→ **Extracted material**
-----
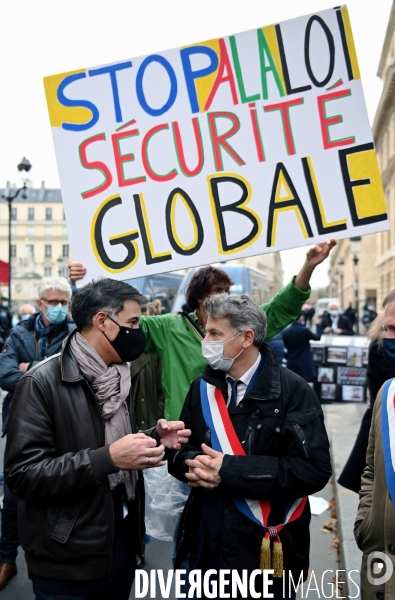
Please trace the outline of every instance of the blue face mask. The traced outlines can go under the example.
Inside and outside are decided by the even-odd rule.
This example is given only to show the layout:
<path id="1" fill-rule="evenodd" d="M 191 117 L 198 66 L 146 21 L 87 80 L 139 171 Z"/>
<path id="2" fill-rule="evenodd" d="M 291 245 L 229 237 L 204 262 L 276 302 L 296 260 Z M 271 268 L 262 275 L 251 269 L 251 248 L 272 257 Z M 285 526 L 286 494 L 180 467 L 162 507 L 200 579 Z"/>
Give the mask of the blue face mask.
<path id="1" fill-rule="evenodd" d="M 67 317 L 67 308 L 58 304 L 58 306 L 48 306 L 47 314 L 45 315 L 52 325 L 63 323 Z"/>
<path id="2" fill-rule="evenodd" d="M 27 321 L 28 319 L 30 319 L 32 315 L 30 315 L 29 313 L 27 313 L 26 315 L 23 315 L 21 321 Z"/>
<path id="3" fill-rule="evenodd" d="M 383 353 L 388 364 L 395 368 L 395 338 L 383 339 Z"/>

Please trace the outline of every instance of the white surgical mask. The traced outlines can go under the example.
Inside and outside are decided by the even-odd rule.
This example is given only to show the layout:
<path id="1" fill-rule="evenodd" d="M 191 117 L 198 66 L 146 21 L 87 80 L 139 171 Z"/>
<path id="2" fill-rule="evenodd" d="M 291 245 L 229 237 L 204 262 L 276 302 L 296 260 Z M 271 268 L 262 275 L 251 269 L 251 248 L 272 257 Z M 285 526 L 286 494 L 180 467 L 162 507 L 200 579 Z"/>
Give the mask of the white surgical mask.
<path id="1" fill-rule="evenodd" d="M 337 315 L 339 314 L 339 311 L 335 310 L 335 309 L 334 310 L 330 310 L 329 314 L 331 315 L 331 317 L 337 317 Z"/>
<path id="2" fill-rule="evenodd" d="M 234 335 L 229 340 L 226 340 L 226 342 L 202 341 L 202 356 L 212 369 L 215 369 L 216 371 L 225 371 L 225 373 L 229 371 L 236 358 L 243 352 L 244 348 L 242 348 L 234 358 L 228 358 L 227 356 L 224 356 L 224 345 L 231 340 L 234 340 L 242 333 L 243 331 L 240 331 L 240 333 Z"/>

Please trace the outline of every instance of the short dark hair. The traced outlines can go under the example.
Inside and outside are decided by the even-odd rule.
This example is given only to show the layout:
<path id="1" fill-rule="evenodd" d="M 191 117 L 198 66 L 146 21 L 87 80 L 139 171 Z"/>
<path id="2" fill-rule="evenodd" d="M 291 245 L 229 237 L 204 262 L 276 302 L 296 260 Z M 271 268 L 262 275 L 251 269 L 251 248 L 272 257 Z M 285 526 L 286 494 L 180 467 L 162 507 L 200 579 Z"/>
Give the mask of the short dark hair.
<path id="1" fill-rule="evenodd" d="M 147 298 L 125 283 L 108 277 L 100 277 L 82 287 L 73 297 L 71 315 L 78 331 L 90 329 L 93 317 L 100 311 L 116 318 L 127 300 L 134 300 L 140 306 Z"/>
<path id="2" fill-rule="evenodd" d="M 191 310 L 196 310 L 199 307 L 198 299 L 206 298 L 210 295 L 214 285 L 225 285 L 230 288 L 233 285 L 229 275 L 218 267 L 202 267 L 193 277 L 187 287 L 185 299 Z"/>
-----
→ **Instructions for the task**
The lines above that hold the word "outlines" are the ones to copy.

→ **Result below**
Please trace the outline of every instance of the blue face mask. The traced outlines can go under the example.
Please trace the outline of every instance of the white surgical mask. The traced outlines can go under the example.
Please trace the outline of every instance of the short dark hair. The traced outlines can go under the example.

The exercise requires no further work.